● Requirement
Pull out every line in the records below that contains the word "floor" and copy each one in full. Case matters when matching.

● Saved data entries
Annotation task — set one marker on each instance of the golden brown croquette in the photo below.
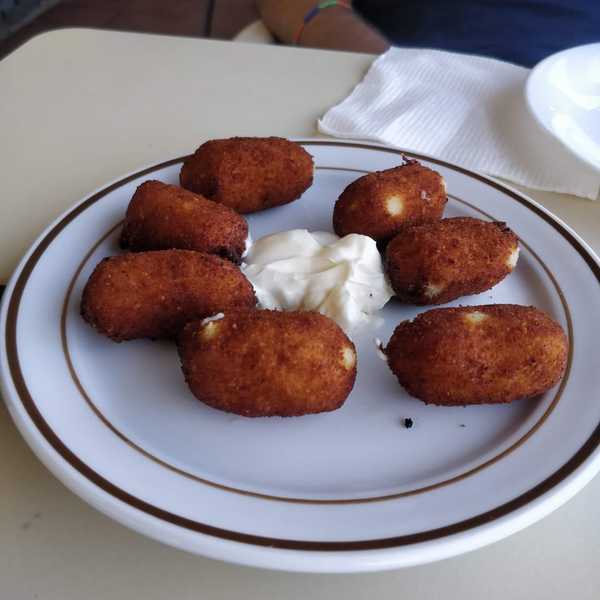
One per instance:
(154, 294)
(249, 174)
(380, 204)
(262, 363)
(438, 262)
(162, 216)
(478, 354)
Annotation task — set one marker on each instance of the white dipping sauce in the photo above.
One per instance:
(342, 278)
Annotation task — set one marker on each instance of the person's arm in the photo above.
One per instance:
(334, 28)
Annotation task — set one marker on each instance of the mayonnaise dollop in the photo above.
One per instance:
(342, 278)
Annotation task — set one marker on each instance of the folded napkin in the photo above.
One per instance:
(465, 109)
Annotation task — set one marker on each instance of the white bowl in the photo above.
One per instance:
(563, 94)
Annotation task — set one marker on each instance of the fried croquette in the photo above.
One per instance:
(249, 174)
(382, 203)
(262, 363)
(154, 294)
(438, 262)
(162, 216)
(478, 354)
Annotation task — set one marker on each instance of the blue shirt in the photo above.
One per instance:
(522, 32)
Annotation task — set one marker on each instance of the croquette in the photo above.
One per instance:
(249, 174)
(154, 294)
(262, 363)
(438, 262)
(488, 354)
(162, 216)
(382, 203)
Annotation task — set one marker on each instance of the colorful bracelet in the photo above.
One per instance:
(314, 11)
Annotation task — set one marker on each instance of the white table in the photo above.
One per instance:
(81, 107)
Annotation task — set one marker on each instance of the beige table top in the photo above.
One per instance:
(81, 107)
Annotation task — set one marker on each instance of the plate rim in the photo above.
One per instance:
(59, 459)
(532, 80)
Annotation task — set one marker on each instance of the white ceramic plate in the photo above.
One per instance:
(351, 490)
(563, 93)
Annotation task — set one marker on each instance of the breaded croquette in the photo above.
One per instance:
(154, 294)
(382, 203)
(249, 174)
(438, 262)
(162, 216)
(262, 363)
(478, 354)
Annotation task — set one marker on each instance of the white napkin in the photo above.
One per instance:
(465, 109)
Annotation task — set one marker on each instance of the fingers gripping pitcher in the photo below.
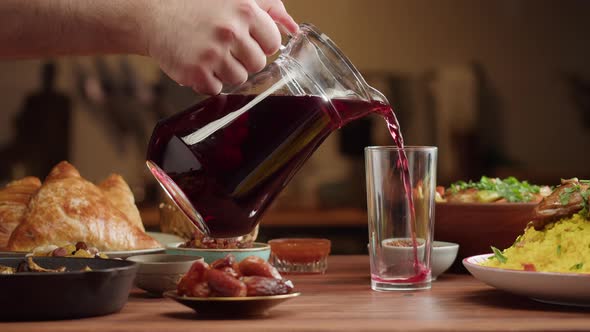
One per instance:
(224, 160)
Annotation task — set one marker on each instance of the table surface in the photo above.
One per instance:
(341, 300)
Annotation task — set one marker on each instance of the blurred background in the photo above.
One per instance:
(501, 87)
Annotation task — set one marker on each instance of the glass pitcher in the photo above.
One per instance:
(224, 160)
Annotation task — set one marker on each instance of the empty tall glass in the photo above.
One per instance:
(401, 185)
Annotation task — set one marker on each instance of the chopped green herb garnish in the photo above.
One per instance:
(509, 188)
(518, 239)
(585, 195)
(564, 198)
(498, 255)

...

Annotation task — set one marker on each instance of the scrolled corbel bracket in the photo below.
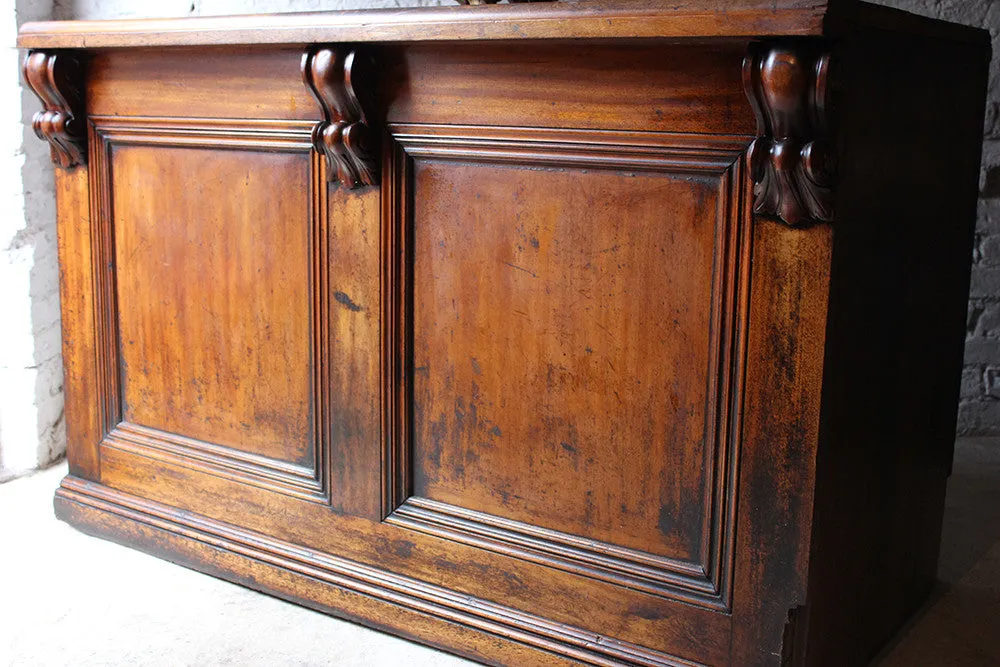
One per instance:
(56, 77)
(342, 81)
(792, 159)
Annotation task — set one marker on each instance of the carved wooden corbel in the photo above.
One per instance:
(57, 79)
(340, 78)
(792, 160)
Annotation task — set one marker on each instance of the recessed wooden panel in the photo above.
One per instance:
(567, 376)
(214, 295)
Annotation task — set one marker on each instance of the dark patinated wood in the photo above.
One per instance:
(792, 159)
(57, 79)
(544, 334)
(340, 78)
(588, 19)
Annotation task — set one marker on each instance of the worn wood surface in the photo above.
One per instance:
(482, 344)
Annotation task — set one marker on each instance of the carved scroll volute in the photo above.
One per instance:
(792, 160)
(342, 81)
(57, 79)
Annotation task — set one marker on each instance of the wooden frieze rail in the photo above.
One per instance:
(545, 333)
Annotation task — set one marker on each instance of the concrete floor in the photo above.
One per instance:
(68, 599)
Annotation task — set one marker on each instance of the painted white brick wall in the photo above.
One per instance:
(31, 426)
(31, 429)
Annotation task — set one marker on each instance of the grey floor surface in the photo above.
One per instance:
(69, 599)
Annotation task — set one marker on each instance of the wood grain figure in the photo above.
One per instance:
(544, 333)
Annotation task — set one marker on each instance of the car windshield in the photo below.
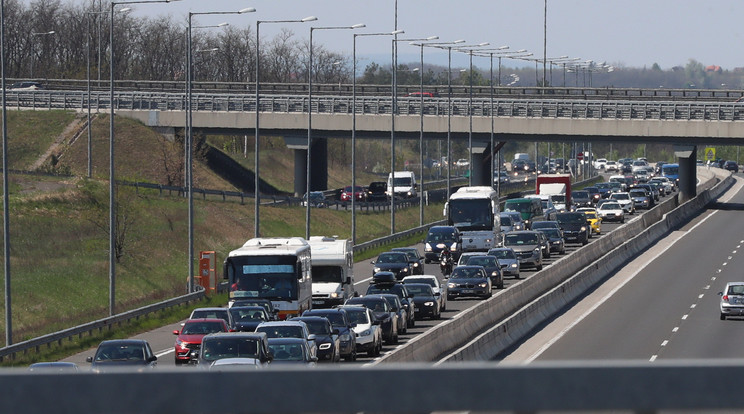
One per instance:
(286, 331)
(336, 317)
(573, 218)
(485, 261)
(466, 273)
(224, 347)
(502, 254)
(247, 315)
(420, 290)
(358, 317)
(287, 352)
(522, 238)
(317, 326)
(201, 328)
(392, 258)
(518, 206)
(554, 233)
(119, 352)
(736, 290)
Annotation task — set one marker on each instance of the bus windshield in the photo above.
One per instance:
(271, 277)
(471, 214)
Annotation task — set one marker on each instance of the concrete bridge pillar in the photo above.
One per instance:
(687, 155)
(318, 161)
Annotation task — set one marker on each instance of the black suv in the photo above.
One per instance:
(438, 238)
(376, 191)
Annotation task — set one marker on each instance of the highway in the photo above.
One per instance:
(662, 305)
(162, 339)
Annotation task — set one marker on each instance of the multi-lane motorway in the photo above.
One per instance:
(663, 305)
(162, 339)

● Solved problem
Annotation task — set one marker on each instance of the concrete floor in the photo above.
Annotation task — set one marker on each instance of the grey floor surface in the photo above.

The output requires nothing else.